[Labeled shape records]
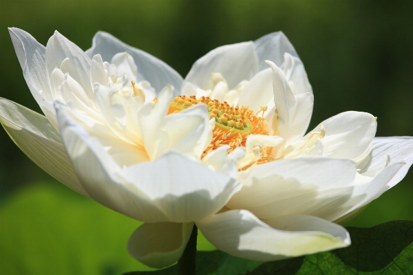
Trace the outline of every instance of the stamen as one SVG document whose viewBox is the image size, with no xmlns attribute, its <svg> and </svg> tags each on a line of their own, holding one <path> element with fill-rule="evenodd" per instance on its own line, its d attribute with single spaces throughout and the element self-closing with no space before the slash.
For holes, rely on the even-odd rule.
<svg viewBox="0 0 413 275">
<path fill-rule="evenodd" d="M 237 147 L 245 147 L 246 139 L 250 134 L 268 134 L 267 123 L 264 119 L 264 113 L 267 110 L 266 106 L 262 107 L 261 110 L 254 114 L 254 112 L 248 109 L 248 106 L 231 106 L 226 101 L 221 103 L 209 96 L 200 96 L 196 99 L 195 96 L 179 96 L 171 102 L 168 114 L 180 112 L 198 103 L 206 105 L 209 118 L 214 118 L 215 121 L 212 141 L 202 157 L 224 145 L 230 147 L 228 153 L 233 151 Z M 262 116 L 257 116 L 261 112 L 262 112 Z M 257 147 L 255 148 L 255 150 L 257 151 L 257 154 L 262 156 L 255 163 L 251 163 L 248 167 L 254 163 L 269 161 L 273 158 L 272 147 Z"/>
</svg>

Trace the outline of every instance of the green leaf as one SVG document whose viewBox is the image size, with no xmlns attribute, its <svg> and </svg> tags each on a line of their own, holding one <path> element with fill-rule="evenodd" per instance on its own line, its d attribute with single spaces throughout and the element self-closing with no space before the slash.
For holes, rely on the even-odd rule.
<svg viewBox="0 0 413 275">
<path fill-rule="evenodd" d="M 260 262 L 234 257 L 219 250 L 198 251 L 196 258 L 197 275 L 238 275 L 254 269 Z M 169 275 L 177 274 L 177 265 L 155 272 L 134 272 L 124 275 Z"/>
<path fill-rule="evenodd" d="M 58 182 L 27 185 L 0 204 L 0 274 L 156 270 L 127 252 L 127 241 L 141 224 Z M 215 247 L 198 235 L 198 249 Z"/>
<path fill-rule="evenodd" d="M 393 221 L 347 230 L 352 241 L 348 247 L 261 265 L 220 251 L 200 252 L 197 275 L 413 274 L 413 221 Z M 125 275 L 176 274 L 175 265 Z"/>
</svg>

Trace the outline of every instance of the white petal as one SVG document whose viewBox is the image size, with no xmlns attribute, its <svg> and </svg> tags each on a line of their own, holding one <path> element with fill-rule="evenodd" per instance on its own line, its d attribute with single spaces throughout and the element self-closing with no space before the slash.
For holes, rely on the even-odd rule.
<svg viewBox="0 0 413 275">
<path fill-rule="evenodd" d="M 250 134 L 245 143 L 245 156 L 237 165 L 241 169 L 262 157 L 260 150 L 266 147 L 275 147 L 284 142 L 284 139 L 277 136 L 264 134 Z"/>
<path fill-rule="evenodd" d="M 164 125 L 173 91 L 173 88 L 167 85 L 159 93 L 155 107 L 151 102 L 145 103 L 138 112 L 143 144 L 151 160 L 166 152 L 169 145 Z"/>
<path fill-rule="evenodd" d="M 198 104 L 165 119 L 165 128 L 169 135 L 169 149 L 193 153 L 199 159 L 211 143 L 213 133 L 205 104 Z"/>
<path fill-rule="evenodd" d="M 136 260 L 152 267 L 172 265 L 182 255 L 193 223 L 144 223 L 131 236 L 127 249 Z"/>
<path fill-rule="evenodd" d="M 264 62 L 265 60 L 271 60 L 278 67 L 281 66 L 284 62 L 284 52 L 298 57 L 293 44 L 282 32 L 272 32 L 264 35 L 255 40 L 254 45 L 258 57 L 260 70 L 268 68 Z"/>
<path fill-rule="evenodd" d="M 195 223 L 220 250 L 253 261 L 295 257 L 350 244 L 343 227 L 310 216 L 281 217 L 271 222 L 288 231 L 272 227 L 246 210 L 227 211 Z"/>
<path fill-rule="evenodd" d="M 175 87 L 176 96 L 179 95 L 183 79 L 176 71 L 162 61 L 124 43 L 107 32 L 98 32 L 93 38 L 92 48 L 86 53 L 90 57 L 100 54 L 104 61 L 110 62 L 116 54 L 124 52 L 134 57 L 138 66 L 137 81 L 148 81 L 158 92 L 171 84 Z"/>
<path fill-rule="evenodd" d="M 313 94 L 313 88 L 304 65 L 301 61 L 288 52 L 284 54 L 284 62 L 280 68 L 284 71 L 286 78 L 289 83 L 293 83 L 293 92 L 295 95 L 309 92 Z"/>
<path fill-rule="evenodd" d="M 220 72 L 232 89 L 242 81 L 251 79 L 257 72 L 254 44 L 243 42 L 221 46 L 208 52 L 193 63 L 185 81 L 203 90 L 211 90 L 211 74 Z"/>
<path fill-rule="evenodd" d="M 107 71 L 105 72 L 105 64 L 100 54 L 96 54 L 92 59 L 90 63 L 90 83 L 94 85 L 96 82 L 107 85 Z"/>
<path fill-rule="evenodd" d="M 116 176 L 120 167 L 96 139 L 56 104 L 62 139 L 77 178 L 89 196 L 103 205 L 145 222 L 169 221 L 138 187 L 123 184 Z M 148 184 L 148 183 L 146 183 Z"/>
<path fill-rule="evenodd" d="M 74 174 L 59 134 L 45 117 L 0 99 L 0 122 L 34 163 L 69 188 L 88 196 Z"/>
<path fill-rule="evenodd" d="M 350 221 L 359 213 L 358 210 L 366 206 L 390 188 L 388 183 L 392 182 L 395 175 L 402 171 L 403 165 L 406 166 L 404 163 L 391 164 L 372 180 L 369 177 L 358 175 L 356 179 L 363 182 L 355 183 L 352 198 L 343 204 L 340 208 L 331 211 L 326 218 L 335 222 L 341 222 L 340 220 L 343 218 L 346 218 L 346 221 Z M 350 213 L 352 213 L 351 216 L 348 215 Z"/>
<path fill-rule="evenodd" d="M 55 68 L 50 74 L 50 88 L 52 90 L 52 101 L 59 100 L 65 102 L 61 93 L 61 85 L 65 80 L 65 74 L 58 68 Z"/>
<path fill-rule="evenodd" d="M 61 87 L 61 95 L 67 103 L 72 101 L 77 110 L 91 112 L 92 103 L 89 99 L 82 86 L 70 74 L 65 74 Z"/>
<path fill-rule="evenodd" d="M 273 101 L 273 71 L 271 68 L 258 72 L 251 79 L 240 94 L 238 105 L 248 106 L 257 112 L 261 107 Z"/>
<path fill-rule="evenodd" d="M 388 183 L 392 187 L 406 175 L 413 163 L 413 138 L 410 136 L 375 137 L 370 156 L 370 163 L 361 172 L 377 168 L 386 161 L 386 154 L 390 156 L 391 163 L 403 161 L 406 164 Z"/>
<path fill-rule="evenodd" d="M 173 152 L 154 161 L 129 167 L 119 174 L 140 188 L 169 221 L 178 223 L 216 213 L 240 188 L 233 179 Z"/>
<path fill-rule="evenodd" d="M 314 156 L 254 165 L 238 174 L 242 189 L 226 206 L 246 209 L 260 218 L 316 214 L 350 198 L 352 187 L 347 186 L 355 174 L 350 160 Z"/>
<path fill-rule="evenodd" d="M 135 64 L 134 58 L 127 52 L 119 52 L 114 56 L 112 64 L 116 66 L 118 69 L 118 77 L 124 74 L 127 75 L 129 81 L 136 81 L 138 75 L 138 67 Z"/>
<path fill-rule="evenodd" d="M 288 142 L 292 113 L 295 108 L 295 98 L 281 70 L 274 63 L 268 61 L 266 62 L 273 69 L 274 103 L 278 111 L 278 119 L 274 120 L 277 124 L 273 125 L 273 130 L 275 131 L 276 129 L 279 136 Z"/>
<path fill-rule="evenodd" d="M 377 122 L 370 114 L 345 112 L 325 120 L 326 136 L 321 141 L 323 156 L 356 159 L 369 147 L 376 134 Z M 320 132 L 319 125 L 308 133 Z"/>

- **OBJECTIVE**: Swap every "For holes" in the rows above for "To show holes" and change nothing else. Write the rows out again, leaving out the pictures.

- **OUTPUT FOR THIS TASK**:
Trace the outline of every instance of the stamen as one SVG document whose viewBox is the image size, with no xmlns attribute, its <svg> and </svg> tags each on a line of their own, holding one <path> element with fill-rule="evenodd" per instance on its own line, its d attribute with single spaces throughout and the element self-closing with no space before the slash.
To show holes, rely on the even-odd rule.
<svg viewBox="0 0 413 275">
<path fill-rule="evenodd" d="M 237 147 L 245 147 L 246 139 L 250 134 L 268 134 L 267 123 L 264 119 L 264 113 L 267 110 L 266 106 L 262 107 L 261 110 L 254 114 L 254 112 L 248 109 L 248 106 L 231 106 L 226 101 L 221 103 L 209 96 L 200 96 L 196 99 L 195 96 L 179 96 L 171 102 L 168 114 L 180 112 L 198 103 L 206 105 L 209 118 L 214 118 L 215 121 L 212 141 L 202 157 L 224 145 L 230 147 L 228 153 L 233 151 Z M 262 116 L 257 116 L 261 112 L 262 112 Z M 257 147 L 255 148 L 255 150 L 257 151 L 257 154 L 262 156 L 255 163 L 251 163 L 248 167 L 254 163 L 269 161 L 273 158 L 272 147 Z"/>
</svg>

Trace the outline of every instance of the green leaf as one SVG document whose viewBox is the image size, with no xmlns attribute, its <svg> and </svg> tags each on a line of their own, holding one <path> element with fill-rule="evenodd" per instance on its own line, its d attribute with single spaces throughout and the element self-closing with no space before the slash.
To show holes, rely on the even-odd rule.
<svg viewBox="0 0 413 275">
<path fill-rule="evenodd" d="M 260 262 L 234 257 L 219 250 L 198 251 L 196 258 L 197 275 L 238 275 L 254 269 Z M 169 275 L 177 274 L 177 265 L 155 272 L 134 272 L 124 275 Z"/>
<path fill-rule="evenodd" d="M 58 182 L 27 185 L 0 204 L 0 274 L 156 270 L 127 252 L 127 241 L 141 224 Z M 215 247 L 198 235 L 198 249 Z"/>
<path fill-rule="evenodd" d="M 393 221 L 347 230 L 352 241 L 348 247 L 261 265 L 220 251 L 200 252 L 197 275 L 413 274 L 413 221 Z M 125 275 L 176 274 L 175 265 Z"/>
</svg>

Trace the outline of every instance of the white petal as one SVG document whose viewBox is the image size, with no xmlns attribute, its <svg> and </svg> tags each on a line of their own, holding one <path> element with fill-rule="evenodd" per instance on its own line, its d attribute with single spaces throughout and the element self-closing with no space before the slash.
To show holes, rely on the even-odd rule.
<svg viewBox="0 0 413 275">
<path fill-rule="evenodd" d="M 250 134 L 245 143 L 245 156 L 237 165 L 241 169 L 262 157 L 260 150 L 266 147 L 275 147 L 284 142 L 284 139 L 277 136 L 264 134 Z"/>
<path fill-rule="evenodd" d="M 164 125 L 173 91 L 173 88 L 167 85 L 159 93 L 155 107 L 151 102 L 145 103 L 138 112 L 143 144 L 151 160 L 166 152 L 169 145 Z"/>
<path fill-rule="evenodd" d="M 198 104 L 165 119 L 165 128 L 169 135 L 169 149 L 193 153 L 199 159 L 211 143 L 213 133 L 205 104 Z"/>
<path fill-rule="evenodd" d="M 136 260 L 152 267 L 172 265 L 182 255 L 193 223 L 144 223 L 131 236 L 127 249 Z"/>
<path fill-rule="evenodd" d="M 264 62 L 265 60 L 271 60 L 278 67 L 281 66 L 284 62 L 284 52 L 298 57 L 293 44 L 282 32 L 272 32 L 264 35 L 255 40 L 254 45 L 258 57 L 260 70 L 268 68 Z"/>
<path fill-rule="evenodd" d="M 195 223 L 220 250 L 253 261 L 295 257 L 350 244 L 343 227 L 310 216 L 281 217 L 271 222 L 288 231 L 272 227 L 246 210 L 227 211 Z"/>
<path fill-rule="evenodd" d="M 175 87 L 176 96 L 179 95 L 183 79 L 176 71 L 162 61 L 124 43 L 107 32 L 98 32 L 93 38 L 92 48 L 86 53 L 90 57 L 100 54 L 104 61 L 110 62 L 116 54 L 124 52 L 134 57 L 138 66 L 137 81 L 148 81 L 158 92 L 171 84 Z"/>
<path fill-rule="evenodd" d="M 313 94 L 313 88 L 304 65 L 301 61 L 288 52 L 284 54 L 284 62 L 280 68 L 284 71 L 286 78 L 289 83 L 293 83 L 293 92 L 295 95 L 309 92 Z"/>
<path fill-rule="evenodd" d="M 220 72 L 232 89 L 242 81 L 251 79 L 257 72 L 254 44 L 243 42 L 221 46 L 208 52 L 193 63 L 185 81 L 203 90 L 211 90 L 211 74 Z"/>
<path fill-rule="evenodd" d="M 107 71 L 105 72 L 105 64 L 100 54 L 96 54 L 92 59 L 90 63 L 90 83 L 94 85 L 96 82 L 107 85 Z"/>
<path fill-rule="evenodd" d="M 116 176 L 120 167 L 96 139 L 56 104 L 62 139 L 77 178 L 89 196 L 103 205 L 145 222 L 169 221 L 138 187 L 123 184 Z M 148 184 L 148 183 L 146 183 Z"/>
<path fill-rule="evenodd" d="M 74 174 L 59 134 L 45 117 L 0 99 L 0 122 L 34 163 L 69 188 L 88 196 Z"/>
<path fill-rule="evenodd" d="M 350 221 L 359 213 L 358 210 L 366 206 L 390 188 L 388 183 L 392 182 L 395 175 L 402 171 L 403 165 L 406 166 L 404 163 L 391 164 L 372 180 L 369 177 L 358 175 L 356 179 L 363 182 L 355 183 L 352 198 L 343 204 L 340 208 L 331 211 L 326 218 L 335 222 L 341 222 L 340 220 L 343 218 L 346 218 L 346 221 Z M 350 213 L 352 213 L 351 216 L 348 215 Z"/>
<path fill-rule="evenodd" d="M 55 68 L 50 74 L 50 88 L 52 90 L 52 101 L 59 100 L 65 102 L 61 93 L 61 85 L 65 80 L 65 74 L 58 68 Z"/>
<path fill-rule="evenodd" d="M 61 87 L 61 95 L 67 103 L 72 101 L 77 110 L 91 112 L 92 103 L 89 99 L 82 86 L 70 74 L 65 74 Z"/>
<path fill-rule="evenodd" d="M 273 101 L 273 71 L 271 68 L 258 72 L 251 79 L 240 94 L 238 105 L 248 106 L 257 112 L 261 107 Z"/>
<path fill-rule="evenodd" d="M 388 183 L 392 187 L 406 175 L 413 163 L 413 138 L 410 136 L 375 137 L 370 156 L 370 163 L 361 172 L 377 168 L 386 161 L 386 154 L 390 156 L 391 163 L 403 161 L 406 164 Z"/>
<path fill-rule="evenodd" d="M 173 152 L 154 161 L 129 167 L 119 174 L 140 188 L 169 221 L 178 223 L 216 213 L 240 188 L 233 179 Z"/>
<path fill-rule="evenodd" d="M 314 156 L 254 165 L 238 174 L 242 189 L 226 206 L 246 209 L 260 218 L 316 214 L 350 198 L 352 187 L 347 186 L 355 174 L 350 160 Z"/>
<path fill-rule="evenodd" d="M 135 64 L 134 58 L 127 52 L 119 52 L 114 56 L 112 64 L 116 66 L 118 69 L 118 77 L 124 74 L 127 75 L 129 81 L 136 81 L 138 75 L 138 67 Z"/>
<path fill-rule="evenodd" d="M 288 142 L 292 113 L 295 108 L 295 98 L 281 70 L 274 63 L 268 61 L 266 62 L 273 69 L 274 103 L 278 111 L 278 119 L 274 120 L 277 124 L 273 125 L 273 130 L 275 131 L 276 129 L 279 136 Z"/>
<path fill-rule="evenodd" d="M 377 122 L 370 114 L 345 112 L 325 120 L 326 136 L 321 141 L 323 156 L 356 159 L 369 147 L 376 134 Z M 320 132 L 319 125 L 308 133 Z"/>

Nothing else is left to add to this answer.